* WHAT TO WORK ON:
Revise every item below by substituting "flight deck" for "cockpit", leaving all other text unchanged.

* EXTRACTED INFORMATION:

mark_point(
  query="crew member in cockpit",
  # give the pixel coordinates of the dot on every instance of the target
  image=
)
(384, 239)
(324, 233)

* EXERCISE OUTPUT:
mark_point(
  query="crew member in flight deck",
  # give the pixel coordinates of the dot on every instance of the target
  image=
)
(384, 239)
(324, 233)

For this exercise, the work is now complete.